### Texto:

━━━━━━━━━━

No Amazonas, luta para reduzir casos
No Amazonas só existe uma ILPI, a Fundação de Apoio ao Idoso Dr. Thomas, que é pública e funciona na capital. Lá, foram registrados cinco óbitos por covid-19. De acordo com boletim divulgado no dia 13 de maio, 28 dos idosos atendidos pela instituição testaram positivo para o coronavírus. Foi montada uma unidade semi-intensiva, para pacientes com sintomas graves e duas enfermarias para isolamento dos que contraíram o vírus. “Ela atende, em média, 128 idosos e funciona muito bem, tem uma estrutura ótima. A falta de outras instituições (como essa) é um problema para nós”, atesta Kennya Mota Brito, assistente social, mestre em Gerontologia e coordenadora de ensino da Fundação Universidade Aberta da Terceira Idade, de Manaus.
Kennya, que preside o Conselho Estadual da Pessoa Idosa do Amazonas, é uma das voluntárias da frente nacional. “Estou acompanhando cinco casos de idosos, sem qualquer vínculo familiar e, infelizmente, não dispomos de local para abrigá-los. Alguns estão em situação de rua, dois deles estavam em casa, em condições insalubres, sem qualquer assistência”. Um deles é viúvo, diabético e mora sozinho. Ele contraiu o coronavírus, já recebeu alta, mas continua no hospital. “Estamos aguardando um posicionamento das autoridades em relação ao abrigamento dele. Não temos para onde encaminhá-lo”, lamenta Kennya.

━━━━━━━━━━

### Extrato de dados:
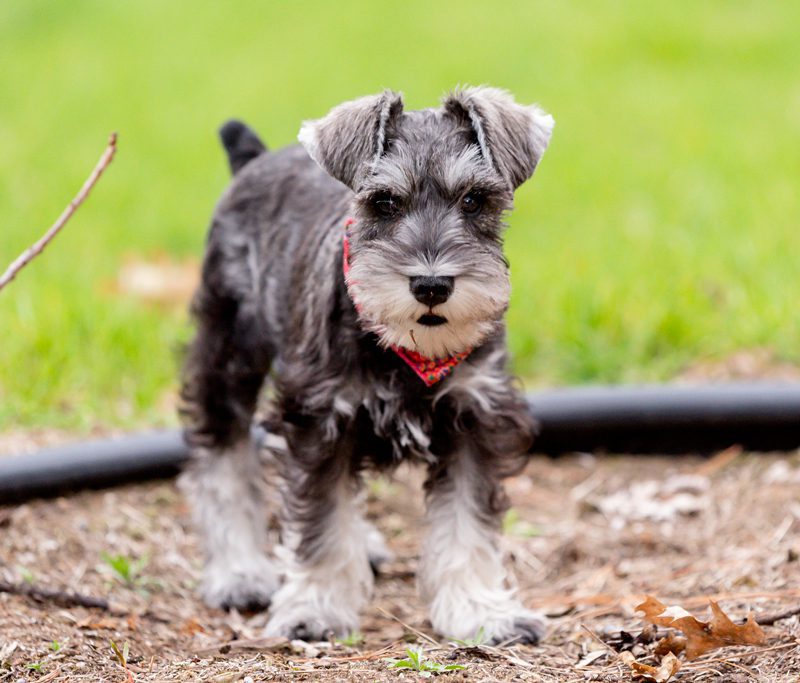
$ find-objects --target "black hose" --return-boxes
[0,384,800,503]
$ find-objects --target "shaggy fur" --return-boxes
[183,88,553,642]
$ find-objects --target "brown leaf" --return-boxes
[620,652,681,683]
[653,633,686,657]
[636,595,766,659]
[115,254,200,307]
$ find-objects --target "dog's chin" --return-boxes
[376,320,497,358]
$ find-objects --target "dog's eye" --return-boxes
[372,192,400,218]
[461,192,483,216]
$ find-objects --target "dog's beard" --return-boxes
[348,259,510,358]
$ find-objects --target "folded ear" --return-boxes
[443,86,555,188]
[297,90,403,190]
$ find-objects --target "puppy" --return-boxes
[182,87,553,642]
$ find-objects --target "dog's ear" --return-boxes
[442,86,555,189]
[297,90,403,190]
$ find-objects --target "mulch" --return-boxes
[0,434,800,682]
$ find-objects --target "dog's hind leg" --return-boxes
[419,443,545,644]
[266,414,375,640]
[181,283,278,608]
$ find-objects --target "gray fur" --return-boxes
[183,88,552,641]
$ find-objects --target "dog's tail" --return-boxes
[219,119,267,175]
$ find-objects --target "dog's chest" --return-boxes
[346,386,444,467]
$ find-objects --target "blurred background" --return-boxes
[0,0,800,431]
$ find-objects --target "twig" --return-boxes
[0,581,112,611]
[0,133,117,290]
[378,607,439,647]
[742,607,800,626]
[683,641,800,671]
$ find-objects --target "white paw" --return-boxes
[201,556,280,610]
[264,600,359,642]
[265,576,371,641]
[431,591,547,645]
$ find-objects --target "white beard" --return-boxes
[347,261,511,358]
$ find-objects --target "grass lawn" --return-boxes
[0,0,800,430]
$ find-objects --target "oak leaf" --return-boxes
[620,652,681,683]
[636,595,766,659]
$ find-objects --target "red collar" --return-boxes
[342,218,470,387]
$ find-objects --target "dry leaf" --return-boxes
[78,615,120,631]
[653,633,686,657]
[116,254,200,307]
[620,652,681,683]
[636,595,766,659]
[180,617,206,636]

━━━━━━━━━━

### Tarefas a realizar:
A. No texto sobre o Amazonas, transforme em lista o parágrafo que começa com "No Amazonas só existe uma ILPI", mantendo os fatos principais.
B. Reproduza, sem alterações, o trecho do texto sobre o Amazonas que vai de "No Amazonas, luta" até "Idade, de Manaus.".
C. Responda com base no texto sobre o Amazonas:
(i) Quantos óbitos por covid-19 foram registrados na Fundação de Apoio ao Idoso Dr. Thomas?
(ii) Quantos idosos a fundação atende, em média?
(iii) Que conselho Kennya Mota Brito preside?

### Lista de respostas:
A.
- O Amazonas tem uma única ILPI, a Fundação de Apoio ao Idoso Dr. Thomas, pública e localizada na capital.
- Na fundação, houve cinco óbitos por covid-19.
- Segundo boletim de 13 de maio, 28 idosos atendidos testaram positivo para o coronavírus.
- Foram montadas uma unidade semi-intensiva para casos graves e duas enfermarias de isolamento.
- A fundação atende, em média, 128 idosos e tem boa estrutura.
- Kennya Mota Brito, assistente social, mestre em Gerontologia e coordenadora de ensino da Fundação Universidade Aberta da Terceira Idade, de Manaus, aponta como problema a falta de outras instituições semelhantes.

B.
No Amazonas, luta para reduzir casos
No Amazonas só existe uma ILPI, a Fundação de Apoio ao Idoso Dr. Thomas, que é pública e funciona na capital. Lá, foram registrados cinco óbitos por covid-19. De acordo com boletim divulgado no dia 13 de maio, 28 dos idosos atendidos pela instituição testaram positivo para o coronavírus. Foi montada uma unidade semi-intensiva, para pacientes com sintomas graves e duas enfermarias para isolamento dos que contraíram o vírus. “Ela atende, em média, 128 idosos e funciona muito bem, tem uma estrutura ótima. A falta de outras instituições (como essa) é um problema para nós”, atesta Kennya Mota Brito, assistente social, mestre em Gerontologia e coordenadora de ensino da Fundação Universidade Aberta da Terceira Idade, de Manaus.

C.
(i) Cinco óbitos.
(ii) Cerca de 128 idosos.
(iii) O Conselho Estadual da Pessoa Idosa do Amazonas.